◆ REQUIRED WORK ◆
Answer these questions using the excerpt on the East Lake Meadows redevelopment:
(a) How often did the Housing Authority and the tenant association meet during the six months of negotiations?
(b) What percentage of the replacement units would be on the site of the old Meadows?
(c) Residents living at the Meadows as of what date, and still in compliance with their lease, would have a right to replacement housing?

◆ SELECTED EXCERPT ◆
+ + + + +
Glover understood the concern and stressed that this was “just a proposal,” and that “nothing [would] happen without resident consent.” Giornelli also noted that “the next challenge will be to find good, decent, safe housing off the East Lake Meadows site.” 39 He remained confident that the Foundation, the Housing Authority, and the tenants would “be able to work through this together.” 40
Over the next six months, the Housing Authority and the tenant association, with the guidance of Goldstein and Alexander, met weekly to work towards a redevelopment agreement. In the negotiations the residents’ main goal was to ensure that they had the right to live in whatever new facilities would be built. 41
“Great Step Forward”
Less than six months after Glover and Giornelli publicly revealed their contentious plan for redevelopment at East Lake Meadows, the tenant association and the Housing Authority signed a redevelopment cooperative agreement, outlining the timeline and details of East Lake’s demolition and redevelopment. Davis, Glover, and Giornelli were excited about the future redevelopment, and praised the effort and compromise that went into reaching an agreement. Davis noted that she “felt like we’re going somewhere,” and despite the “long, drawn-out process” thanked “God we made it.” Glover declared that the redeveloped Meadows was destined to be “the best community in the country and the world,” and Giornelli was happy to be celebrating “a project that’s redefining public housing in America.” Carter added to the praise, saying that the agreement was an important step forward in the process, but noted that much hard work had to be done before the redevelopment was complete. 42
The agreement between the Housing Authority and the tenant association was legally binding, and outlined how the Meadows could be transformed “with the highest probability of long term success.” 43 The Housing Authority agreed to replace all of the units at the Meadows and that 40 percent of those units would be on the site of the old Meadows. The other 60 percent would be a mixture of housing vouchers and newly constructed housing units elsewhere in the city. 44
The agreement also outlined the project’s three phases, which were intended to minimize the displacement of Meadows residents. This involved demolishing vacant buildings, building on vacant land, and constructing nearby off-site housing before tearing down any occupied units. The Housing Authority also agreed that any resident of the Meadows as of July 1, 1995 still in compliance with their lease would have a right to replacement housing at the end of the development. 45
The agreement also promised that the residents would have “significant involvement … in the planning and implementation phases” of the development. 46 The involvement of residents at every step of the process and the focus on minimizing displacement seemed promising to Meadows residents. In the following year, however, residents grew to believe that the promises laid out in the agreement were not being met, leaving them angry, disappointed, and unsure whether Glover and Cousins had ever had their best interests in mind.
+ + + + +
◆ Rows from a pointing dataset ◆
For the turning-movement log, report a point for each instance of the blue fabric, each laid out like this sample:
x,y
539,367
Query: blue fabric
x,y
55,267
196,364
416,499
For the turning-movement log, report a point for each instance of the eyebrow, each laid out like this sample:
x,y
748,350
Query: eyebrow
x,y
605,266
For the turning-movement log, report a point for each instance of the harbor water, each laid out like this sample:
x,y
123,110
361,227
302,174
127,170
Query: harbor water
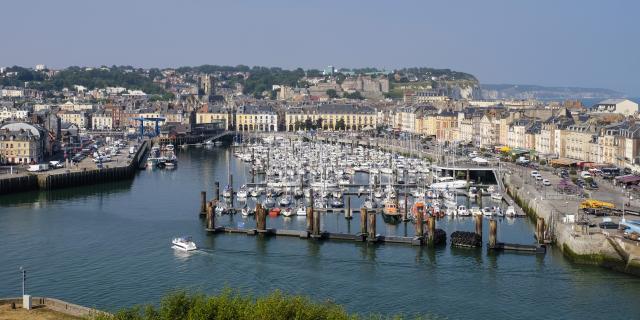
x,y
108,246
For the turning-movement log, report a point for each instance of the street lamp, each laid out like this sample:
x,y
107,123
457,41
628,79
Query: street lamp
x,y
24,278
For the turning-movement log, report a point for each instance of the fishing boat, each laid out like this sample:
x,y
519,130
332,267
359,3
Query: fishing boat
x,y
183,243
269,202
247,212
476,211
462,211
288,212
390,213
444,183
242,193
227,192
511,211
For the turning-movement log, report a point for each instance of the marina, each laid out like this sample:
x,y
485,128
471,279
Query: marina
x,y
159,203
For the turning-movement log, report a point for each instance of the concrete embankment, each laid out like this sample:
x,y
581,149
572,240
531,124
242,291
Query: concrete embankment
x,y
57,305
56,180
595,247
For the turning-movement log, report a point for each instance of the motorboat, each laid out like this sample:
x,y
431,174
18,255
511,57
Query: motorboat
x,y
183,243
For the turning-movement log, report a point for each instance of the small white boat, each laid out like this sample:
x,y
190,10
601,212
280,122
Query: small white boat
x,y
462,211
183,243
287,212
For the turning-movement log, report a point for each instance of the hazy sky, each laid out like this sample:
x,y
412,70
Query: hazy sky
x,y
548,42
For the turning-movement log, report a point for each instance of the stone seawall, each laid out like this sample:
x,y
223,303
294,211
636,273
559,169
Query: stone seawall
x,y
50,181
57,305
18,184
594,248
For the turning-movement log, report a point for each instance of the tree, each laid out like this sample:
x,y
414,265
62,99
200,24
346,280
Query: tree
x,y
340,125
332,93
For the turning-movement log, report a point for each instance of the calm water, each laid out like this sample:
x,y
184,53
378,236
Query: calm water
x,y
108,246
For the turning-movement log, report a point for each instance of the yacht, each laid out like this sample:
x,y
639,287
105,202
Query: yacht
x,y
449,183
242,193
462,211
184,244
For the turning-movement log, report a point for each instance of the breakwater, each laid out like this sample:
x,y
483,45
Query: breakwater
x,y
50,181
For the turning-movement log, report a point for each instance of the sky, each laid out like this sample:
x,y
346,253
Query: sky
x,y
585,43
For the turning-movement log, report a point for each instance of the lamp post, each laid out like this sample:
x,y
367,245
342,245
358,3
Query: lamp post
x,y
24,278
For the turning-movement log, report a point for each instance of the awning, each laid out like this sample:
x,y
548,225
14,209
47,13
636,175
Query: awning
x,y
563,162
628,179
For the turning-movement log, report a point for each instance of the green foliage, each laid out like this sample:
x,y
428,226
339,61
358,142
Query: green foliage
x,y
135,79
231,305
355,95
332,93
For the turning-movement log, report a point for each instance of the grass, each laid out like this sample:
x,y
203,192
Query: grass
x,y
230,304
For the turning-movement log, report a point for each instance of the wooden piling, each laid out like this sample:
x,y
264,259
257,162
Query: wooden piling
x,y
203,202
347,210
316,224
372,226
540,230
211,213
493,233
478,219
419,226
310,213
363,220
261,218
431,236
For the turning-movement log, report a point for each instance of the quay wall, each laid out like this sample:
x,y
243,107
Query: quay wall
x,y
594,248
58,306
50,181
18,184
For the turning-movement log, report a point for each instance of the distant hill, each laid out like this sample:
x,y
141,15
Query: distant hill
x,y
514,91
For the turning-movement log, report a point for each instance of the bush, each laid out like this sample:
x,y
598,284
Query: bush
x,y
232,305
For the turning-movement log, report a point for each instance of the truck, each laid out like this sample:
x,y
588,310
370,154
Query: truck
x,y
38,167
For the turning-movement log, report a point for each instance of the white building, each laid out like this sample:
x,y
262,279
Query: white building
x,y
621,106
102,121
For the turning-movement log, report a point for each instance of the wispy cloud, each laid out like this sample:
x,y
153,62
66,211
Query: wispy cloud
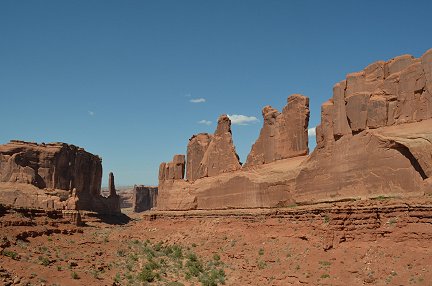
+ + + + +
◆ RIGHT ANSWER ◆
(a) Weekly.
(b) 40 percent.
(c) July 1, 1995.